• [Exercise prompt] Put the lines below into a numbered list, leaving out blank lines and the pictures.

• [Material]
━━━━━━━━
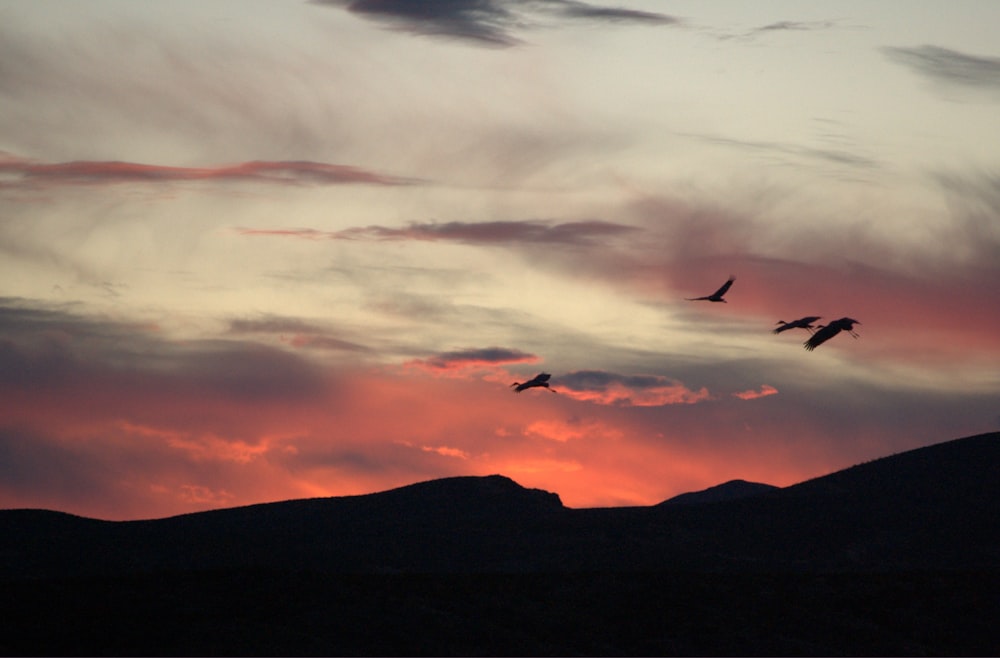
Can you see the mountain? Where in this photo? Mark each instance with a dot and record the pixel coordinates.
(934, 507)
(898, 556)
(731, 490)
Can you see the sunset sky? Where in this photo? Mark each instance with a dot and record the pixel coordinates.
(257, 250)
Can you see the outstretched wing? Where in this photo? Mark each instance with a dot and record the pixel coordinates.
(725, 286)
(821, 336)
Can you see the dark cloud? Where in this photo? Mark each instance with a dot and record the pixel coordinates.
(950, 67)
(57, 349)
(487, 22)
(780, 26)
(19, 172)
(499, 232)
(474, 358)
━━━━━━━━
• [Response below]
1. Can you see the mountain? Where in this photo? Mark each instance with a dot and record the pixel coordinates.
2. (934, 507)
3. (898, 556)
4. (731, 490)
5. Can you see the sunset sky? Where in this photo? Mark each instance with a dot and record the pixel coordinates.
6. (257, 250)
7. Can you see the outstretched wing? Where in this photo? Mark each instance with a dot and record the pixel coordinates.
8. (725, 286)
9. (821, 336)
10. Can you see the dark cloud? Where in this photo? Mark each instance with a dot and record the pixel coordinates.
11. (950, 67)
12. (57, 349)
13. (487, 22)
14. (780, 26)
15. (19, 172)
16. (499, 232)
17. (474, 358)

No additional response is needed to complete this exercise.